Region pointing data:

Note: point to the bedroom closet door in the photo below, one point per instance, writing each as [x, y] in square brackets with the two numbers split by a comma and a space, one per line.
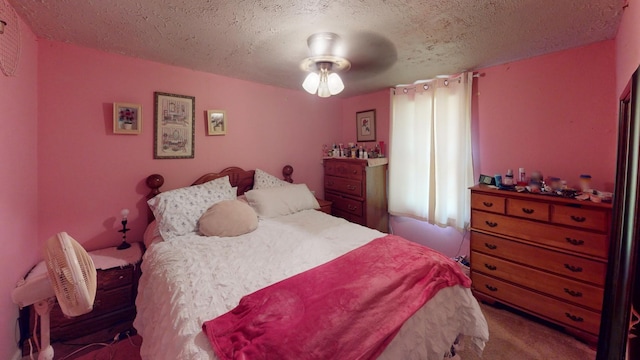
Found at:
[617, 340]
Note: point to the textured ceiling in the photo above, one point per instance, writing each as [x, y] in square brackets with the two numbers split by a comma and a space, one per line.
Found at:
[388, 42]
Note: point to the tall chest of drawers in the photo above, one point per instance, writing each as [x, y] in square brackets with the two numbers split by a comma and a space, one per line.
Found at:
[541, 254]
[358, 190]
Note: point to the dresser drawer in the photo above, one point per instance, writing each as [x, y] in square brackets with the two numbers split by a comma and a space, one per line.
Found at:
[344, 169]
[556, 262]
[578, 241]
[490, 203]
[528, 209]
[584, 218]
[353, 207]
[346, 186]
[112, 278]
[566, 289]
[567, 314]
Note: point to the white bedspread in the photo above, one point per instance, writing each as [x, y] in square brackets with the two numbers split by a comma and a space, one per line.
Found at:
[190, 279]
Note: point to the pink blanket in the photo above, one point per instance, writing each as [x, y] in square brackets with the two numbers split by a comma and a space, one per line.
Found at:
[348, 308]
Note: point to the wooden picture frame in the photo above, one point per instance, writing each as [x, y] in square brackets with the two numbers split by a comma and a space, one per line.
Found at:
[366, 125]
[174, 120]
[216, 122]
[127, 118]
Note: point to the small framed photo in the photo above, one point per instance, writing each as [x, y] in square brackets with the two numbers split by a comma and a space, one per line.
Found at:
[174, 119]
[216, 122]
[127, 118]
[366, 125]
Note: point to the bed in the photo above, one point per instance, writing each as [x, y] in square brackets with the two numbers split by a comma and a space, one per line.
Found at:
[189, 279]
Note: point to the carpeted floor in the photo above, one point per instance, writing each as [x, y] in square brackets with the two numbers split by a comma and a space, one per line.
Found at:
[512, 336]
[126, 349]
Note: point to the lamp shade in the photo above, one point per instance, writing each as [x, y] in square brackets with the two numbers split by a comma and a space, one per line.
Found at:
[325, 84]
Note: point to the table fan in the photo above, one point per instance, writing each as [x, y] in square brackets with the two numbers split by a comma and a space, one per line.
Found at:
[70, 277]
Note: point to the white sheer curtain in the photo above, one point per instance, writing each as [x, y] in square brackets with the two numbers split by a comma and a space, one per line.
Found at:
[430, 164]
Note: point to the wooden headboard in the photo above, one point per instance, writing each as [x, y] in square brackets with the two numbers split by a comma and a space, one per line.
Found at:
[243, 179]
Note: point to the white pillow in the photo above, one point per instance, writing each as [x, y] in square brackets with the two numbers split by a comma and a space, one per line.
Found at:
[177, 211]
[263, 180]
[281, 200]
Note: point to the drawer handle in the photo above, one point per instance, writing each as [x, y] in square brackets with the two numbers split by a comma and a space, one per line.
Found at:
[573, 268]
[574, 318]
[575, 241]
[491, 223]
[573, 292]
[578, 218]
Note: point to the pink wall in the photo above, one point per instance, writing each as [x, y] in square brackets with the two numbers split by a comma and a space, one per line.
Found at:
[555, 113]
[88, 174]
[628, 45]
[18, 183]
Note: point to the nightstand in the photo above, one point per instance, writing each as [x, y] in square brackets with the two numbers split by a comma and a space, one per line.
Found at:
[325, 206]
[114, 308]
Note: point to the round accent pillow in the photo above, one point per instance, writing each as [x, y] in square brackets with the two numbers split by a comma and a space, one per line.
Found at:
[228, 218]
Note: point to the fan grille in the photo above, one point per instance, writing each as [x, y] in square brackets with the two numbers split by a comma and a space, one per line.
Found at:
[72, 274]
[10, 41]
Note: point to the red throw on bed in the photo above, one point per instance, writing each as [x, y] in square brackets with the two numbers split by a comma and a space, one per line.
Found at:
[348, 308]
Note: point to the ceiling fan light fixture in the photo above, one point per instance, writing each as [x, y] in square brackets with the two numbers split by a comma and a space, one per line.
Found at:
[323, 65]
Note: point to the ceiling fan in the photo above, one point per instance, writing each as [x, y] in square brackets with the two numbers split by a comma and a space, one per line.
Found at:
[324, 64]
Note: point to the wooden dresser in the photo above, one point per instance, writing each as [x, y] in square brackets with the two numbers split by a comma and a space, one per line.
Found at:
[114, 307]
[358, 190]
[542, 254]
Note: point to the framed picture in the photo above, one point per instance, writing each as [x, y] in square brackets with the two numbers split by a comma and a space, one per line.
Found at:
[366, 125]
[216, 122]
[127, 118]
[174, 135]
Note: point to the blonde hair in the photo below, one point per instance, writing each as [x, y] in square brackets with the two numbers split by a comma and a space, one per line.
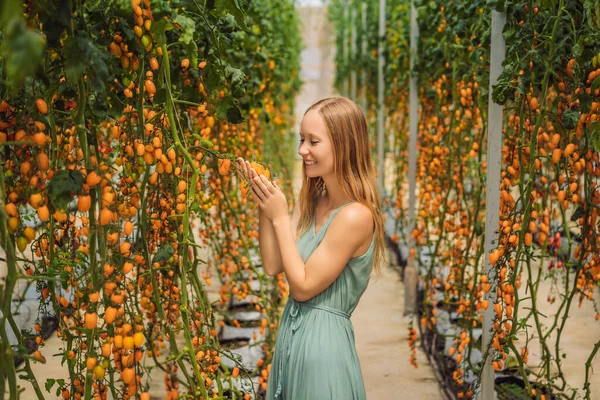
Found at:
[349, 135]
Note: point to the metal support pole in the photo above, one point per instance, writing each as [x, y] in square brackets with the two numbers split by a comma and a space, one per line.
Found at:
[492, 198]
[410, 272]
[345, 57]
[380, 98]
[363, 52]
[353, 52]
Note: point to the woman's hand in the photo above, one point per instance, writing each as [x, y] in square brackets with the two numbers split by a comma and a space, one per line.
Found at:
[267, 194]
[247, 176]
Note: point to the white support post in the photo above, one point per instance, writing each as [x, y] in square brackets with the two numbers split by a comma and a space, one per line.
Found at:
[363, 91]
[410, 272]
[353, 52]
[380, 99]
[492, 198]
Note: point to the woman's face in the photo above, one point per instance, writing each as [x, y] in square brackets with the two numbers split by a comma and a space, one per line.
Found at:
[315, 147]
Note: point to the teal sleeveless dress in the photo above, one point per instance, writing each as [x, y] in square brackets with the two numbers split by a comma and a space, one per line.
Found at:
[315, 355]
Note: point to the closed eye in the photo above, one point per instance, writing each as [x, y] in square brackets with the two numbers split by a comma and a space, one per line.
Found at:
[312, 142]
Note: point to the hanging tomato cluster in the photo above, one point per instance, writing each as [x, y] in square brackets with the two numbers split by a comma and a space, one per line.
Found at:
[545, 259]
[118, 126]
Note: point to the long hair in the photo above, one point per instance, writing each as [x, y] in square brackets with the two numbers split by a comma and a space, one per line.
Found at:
[349, 135]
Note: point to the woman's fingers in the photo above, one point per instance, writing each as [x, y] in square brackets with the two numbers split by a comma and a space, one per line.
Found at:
[267, 184]
[260, 188]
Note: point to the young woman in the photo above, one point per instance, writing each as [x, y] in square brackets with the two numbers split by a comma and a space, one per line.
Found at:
[327, 250]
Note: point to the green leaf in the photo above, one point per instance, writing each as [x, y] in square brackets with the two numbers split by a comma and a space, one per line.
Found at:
[234, 114]
[579, 212]
[595, 84]
[63, 186]
[234, 9]
[585, 102]
[213, 78]
[570, 118]
[160, 96]
[158, 29]
[49, 383]
[187, 26]
[164, 253]
[191, 49]
[596, 136]
[237, 78]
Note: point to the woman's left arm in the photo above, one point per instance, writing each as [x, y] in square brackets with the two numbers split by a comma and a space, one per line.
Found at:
[344, 236]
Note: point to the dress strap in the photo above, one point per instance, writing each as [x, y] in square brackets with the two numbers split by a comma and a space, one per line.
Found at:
[330, 218]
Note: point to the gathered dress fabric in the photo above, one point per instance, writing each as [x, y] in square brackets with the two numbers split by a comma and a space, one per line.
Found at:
[315, 354]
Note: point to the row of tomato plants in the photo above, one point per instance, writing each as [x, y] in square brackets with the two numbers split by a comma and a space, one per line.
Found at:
[120, 123]
[548, 226]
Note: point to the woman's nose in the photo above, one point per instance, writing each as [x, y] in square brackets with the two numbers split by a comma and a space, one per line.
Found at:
[302, 150]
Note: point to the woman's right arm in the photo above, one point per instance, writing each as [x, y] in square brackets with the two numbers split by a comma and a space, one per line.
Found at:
[269, 247]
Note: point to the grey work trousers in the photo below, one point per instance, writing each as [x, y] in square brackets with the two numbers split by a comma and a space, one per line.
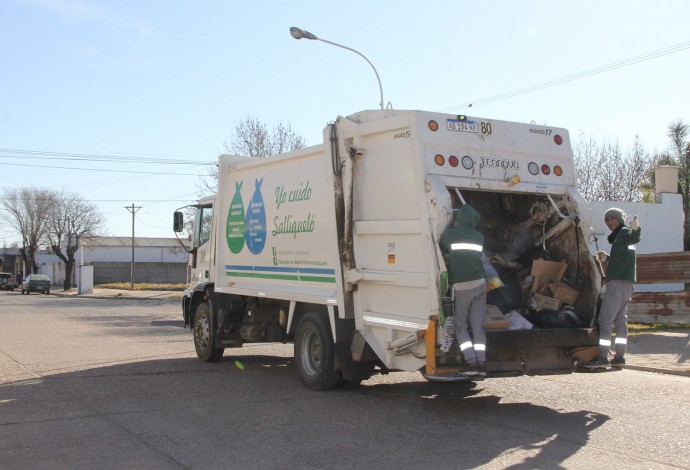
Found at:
[469, 305]
[613, 315]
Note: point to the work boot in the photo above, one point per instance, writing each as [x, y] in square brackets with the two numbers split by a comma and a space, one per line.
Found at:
[468, 369]
[618, 362]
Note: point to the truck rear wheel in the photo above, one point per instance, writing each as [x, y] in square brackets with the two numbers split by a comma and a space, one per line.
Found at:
[315, 353]
[203, 335]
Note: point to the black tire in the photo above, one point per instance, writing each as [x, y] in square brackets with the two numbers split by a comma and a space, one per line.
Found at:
[203, 335]
[315, 353]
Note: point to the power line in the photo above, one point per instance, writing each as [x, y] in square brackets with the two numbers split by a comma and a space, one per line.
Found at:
[51, 155]
[101, 169]
[575, 76]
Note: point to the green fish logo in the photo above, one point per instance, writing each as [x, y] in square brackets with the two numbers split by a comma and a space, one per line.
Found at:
[234, 228]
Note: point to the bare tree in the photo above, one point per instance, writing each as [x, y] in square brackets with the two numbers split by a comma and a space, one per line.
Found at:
[27, 210]
[678, 133]
[606, 172]
[252, 138]
[71, 221]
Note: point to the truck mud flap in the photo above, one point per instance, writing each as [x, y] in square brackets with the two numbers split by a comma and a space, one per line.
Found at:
[538, 352]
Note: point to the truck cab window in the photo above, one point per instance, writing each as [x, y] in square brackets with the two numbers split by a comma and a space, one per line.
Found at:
[203, 225]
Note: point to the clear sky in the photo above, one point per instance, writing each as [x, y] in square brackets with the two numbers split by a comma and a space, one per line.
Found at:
[161, 84]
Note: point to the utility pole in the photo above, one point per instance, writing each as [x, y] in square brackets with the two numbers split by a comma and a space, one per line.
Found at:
[133, 209]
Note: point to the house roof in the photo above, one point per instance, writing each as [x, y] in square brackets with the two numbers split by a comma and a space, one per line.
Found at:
[138, 241]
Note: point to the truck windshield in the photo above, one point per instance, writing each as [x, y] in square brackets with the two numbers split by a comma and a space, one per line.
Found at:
[203, 225]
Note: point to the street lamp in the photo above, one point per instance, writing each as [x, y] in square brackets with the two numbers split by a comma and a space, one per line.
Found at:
[298, 33]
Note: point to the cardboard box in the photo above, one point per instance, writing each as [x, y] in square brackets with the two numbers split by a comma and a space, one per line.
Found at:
[494, 319]
[565, 294]
[546, 271]
[547, 303]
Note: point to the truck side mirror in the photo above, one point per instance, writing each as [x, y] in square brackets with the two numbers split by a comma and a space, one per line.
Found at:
[178, 222]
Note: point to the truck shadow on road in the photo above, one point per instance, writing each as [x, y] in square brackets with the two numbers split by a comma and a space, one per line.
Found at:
[251, 400]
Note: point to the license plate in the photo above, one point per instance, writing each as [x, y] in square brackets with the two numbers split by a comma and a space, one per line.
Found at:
[462, 126]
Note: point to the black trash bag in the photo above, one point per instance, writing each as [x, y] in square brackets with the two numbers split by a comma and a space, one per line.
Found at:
[556, 319]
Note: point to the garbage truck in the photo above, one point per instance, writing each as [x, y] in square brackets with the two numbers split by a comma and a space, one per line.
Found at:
[335, 248]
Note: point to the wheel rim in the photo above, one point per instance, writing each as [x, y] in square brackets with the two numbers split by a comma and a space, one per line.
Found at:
[201, 332]
[312, 352]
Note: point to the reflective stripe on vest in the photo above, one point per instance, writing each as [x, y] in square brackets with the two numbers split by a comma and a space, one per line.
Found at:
[466, 246]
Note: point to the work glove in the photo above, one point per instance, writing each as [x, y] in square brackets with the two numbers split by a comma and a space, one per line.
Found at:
[634, 224]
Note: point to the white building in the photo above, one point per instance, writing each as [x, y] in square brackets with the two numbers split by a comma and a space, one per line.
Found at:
[661, 223]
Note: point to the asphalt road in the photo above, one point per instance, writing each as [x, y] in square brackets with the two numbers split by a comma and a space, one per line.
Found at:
[116, 384]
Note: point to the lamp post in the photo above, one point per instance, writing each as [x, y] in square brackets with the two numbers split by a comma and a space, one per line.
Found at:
[298, 33]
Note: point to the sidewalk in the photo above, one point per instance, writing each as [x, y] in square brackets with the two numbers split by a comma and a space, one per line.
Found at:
[666, 352]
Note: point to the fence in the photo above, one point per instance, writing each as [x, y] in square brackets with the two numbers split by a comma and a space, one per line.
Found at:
[662, 307]
[157, 273]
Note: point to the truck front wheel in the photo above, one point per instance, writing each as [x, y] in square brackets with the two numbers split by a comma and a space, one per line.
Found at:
[315, 353]
[203, 335]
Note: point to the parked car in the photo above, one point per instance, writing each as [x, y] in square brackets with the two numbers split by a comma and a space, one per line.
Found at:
[36, 283]
[7, 281]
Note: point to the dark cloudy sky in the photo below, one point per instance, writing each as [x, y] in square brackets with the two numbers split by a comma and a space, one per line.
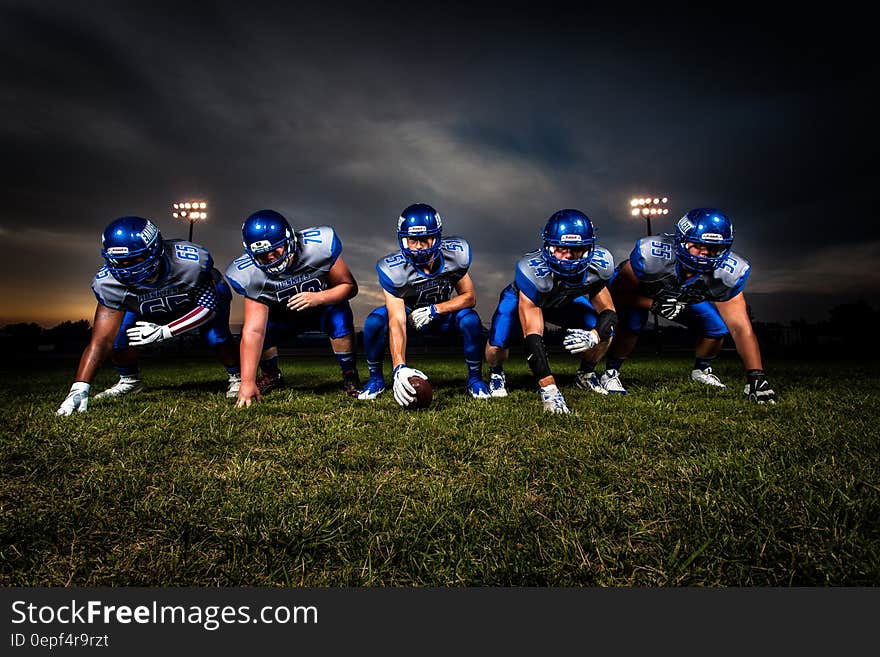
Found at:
[343, 114]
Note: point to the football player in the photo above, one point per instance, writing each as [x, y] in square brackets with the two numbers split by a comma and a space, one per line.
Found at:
[564, 283]
[150, 290]
[692, 278]
[292, 282]
[418, 282]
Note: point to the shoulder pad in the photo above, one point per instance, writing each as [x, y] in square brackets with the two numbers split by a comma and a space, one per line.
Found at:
[456, 251]
[602, 262]
[319, 247]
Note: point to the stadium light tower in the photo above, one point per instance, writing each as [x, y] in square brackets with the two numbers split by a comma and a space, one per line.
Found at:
[647, 207]
[191, 211]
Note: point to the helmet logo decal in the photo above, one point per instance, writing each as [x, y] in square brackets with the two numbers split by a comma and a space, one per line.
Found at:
[149, 232]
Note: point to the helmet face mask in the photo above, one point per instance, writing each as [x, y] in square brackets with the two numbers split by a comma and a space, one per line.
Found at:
[420, 222]
[132, 249]
[703, 227]
[267, 233]
[571, 231]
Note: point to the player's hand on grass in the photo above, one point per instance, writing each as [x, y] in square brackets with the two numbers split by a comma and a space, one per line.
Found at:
[668, 307]
[146, 332]
[577, 341]
[421, 317]
[77, 399]
[758, 388]
[248, 393]
[404, 393]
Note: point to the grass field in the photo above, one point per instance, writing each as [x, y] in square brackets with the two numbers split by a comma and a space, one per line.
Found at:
[674, 485]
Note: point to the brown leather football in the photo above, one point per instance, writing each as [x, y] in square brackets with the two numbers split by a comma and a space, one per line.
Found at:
[424, 393]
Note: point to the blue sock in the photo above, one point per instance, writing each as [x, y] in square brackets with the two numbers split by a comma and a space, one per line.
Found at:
[613, 363]
[703, 363]
[475, 369]
[345, 360]
[270, 366]
[375, 369]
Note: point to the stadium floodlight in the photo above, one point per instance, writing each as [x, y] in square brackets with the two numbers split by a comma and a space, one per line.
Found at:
[191, 211]
[647, 207]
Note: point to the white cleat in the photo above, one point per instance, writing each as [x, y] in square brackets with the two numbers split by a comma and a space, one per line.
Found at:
[610, 380]
[234, 386]
[589, 381]
[498, 385]
[552, 400]
[708, 377]
[126, 385]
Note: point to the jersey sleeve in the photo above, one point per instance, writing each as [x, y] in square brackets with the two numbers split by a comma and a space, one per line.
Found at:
[107, 290]
[602, 263]
[240, 274]
[734, 272]
[320, 247]
[533, 278]
[458, 252]
[388, 278]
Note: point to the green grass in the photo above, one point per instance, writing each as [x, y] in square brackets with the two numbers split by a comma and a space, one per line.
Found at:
[674, 485]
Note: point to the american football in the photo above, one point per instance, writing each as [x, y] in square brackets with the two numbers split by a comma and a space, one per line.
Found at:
[424, 393]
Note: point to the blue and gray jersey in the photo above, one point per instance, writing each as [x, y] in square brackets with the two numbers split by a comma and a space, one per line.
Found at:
[188, 280]
[398, 276]
[318, 249]
[547, 289]
[654, 264]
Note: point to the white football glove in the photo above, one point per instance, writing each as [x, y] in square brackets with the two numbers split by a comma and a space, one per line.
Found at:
[670, 308]
[77, 399]
[758, 388]
[421, 317]
[578, 340]
[146, 332]
[404, 393]
[552, 400]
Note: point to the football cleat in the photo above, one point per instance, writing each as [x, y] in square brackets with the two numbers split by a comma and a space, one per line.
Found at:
[498, 385]
[552, 400]
[351, 383]
[589, 381]
[708, 377]
[234, 386]
[610, 380]
[478, 389]
[125, 386]
[267, 383]
[375, 387]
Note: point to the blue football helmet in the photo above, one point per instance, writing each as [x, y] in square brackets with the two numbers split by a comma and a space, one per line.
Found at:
[706, 226]
[132, 249]
[420, 221]
[263, 232]
[573, 229]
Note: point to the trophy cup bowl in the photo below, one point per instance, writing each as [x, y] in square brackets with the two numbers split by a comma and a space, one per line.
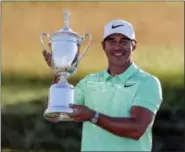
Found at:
[65, 49]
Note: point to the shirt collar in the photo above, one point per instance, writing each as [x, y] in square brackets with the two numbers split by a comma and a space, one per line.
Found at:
[123, 76]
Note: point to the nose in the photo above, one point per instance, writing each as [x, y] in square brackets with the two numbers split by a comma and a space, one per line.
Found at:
[117, 46]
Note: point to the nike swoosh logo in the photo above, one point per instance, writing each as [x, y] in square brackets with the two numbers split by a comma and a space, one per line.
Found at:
[129, 85]
[115, 26]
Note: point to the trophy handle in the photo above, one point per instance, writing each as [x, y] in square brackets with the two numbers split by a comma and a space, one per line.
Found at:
[87, 47]
[41, 40]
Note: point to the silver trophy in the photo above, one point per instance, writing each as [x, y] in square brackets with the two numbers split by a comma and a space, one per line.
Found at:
[65, 48]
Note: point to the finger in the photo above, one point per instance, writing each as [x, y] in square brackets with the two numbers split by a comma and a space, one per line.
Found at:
[44, 52]
[74, 106]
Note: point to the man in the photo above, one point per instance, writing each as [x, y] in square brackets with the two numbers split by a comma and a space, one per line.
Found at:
[117, 106]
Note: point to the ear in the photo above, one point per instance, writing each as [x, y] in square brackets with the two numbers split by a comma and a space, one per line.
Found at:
[103, 45]
[134, 42]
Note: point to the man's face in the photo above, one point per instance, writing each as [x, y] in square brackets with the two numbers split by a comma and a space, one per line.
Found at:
[118, 49]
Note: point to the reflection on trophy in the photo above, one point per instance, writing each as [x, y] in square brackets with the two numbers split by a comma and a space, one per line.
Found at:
[65, 46]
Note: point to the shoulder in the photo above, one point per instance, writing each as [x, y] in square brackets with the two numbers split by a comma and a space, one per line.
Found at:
[147, 80]
[92, 77]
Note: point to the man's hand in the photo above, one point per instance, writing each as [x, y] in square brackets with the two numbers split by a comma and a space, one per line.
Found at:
[81, 113]
[47, 56]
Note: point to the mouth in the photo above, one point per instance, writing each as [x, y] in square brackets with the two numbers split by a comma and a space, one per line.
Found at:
[117, 54]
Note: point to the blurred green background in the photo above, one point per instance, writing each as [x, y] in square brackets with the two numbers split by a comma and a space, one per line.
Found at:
[26, 78]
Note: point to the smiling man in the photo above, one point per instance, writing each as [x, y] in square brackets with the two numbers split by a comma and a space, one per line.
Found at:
[118, 105]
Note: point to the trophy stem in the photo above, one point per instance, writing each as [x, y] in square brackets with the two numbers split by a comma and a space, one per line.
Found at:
[63, 79]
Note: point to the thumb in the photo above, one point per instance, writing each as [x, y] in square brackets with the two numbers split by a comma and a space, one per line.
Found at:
[73, 105]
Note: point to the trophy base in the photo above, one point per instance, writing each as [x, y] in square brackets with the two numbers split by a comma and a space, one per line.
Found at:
[58, 113]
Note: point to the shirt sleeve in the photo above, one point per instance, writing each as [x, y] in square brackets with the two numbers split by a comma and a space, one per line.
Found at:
[79, 92]
[149, 95]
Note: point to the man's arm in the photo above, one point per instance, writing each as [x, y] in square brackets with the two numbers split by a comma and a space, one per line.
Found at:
[143, 110]
[132, 127]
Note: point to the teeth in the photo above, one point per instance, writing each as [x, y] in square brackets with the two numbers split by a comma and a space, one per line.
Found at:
[118, 54]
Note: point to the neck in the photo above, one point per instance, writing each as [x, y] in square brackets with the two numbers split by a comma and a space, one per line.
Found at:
[114, 69]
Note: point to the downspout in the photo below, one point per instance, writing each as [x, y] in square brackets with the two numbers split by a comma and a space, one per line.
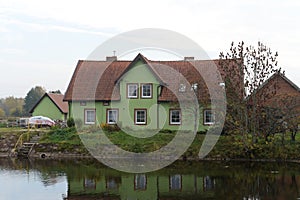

## WHAT THE TASK REQUIRES
Return only the lines between the one holding "Note: point to the truck side" and the one holding "Note: point to the garbage", inclusive, exactly as they appear above.

## RESPONSE TO THE TASK
Note: point to the truck side mirror in the photo above, one point per instance, writing each as [x, y] in square brackets with the two numbers split by a comma and a space, one per line.
Found at:
[178, 222]
Note: point to the truck shadow on road in the photo above, one point per instance, writing each as [x, y] in square brackets with the two numbers split by a comma and a space, one per line.
Found at:
[251, 400]
Note: point to the license plate in the photo above, one point per instance, writing each as [x, y] in square brackets with the two numbers split by a comma and a space, one per line.
Found at:
[462, 126]
Note: point to the black trash bag in the photo above, one point per instance, writing each as [x, y] in square brackets with the two numbers split by a comma and a space, one per line.
Found at:
[556, 319]
Note: point to the garbage truck in the photo above, one point per instance, writing each as [x, y] in square brackets with the two numbers split by a comma and a space, one per line.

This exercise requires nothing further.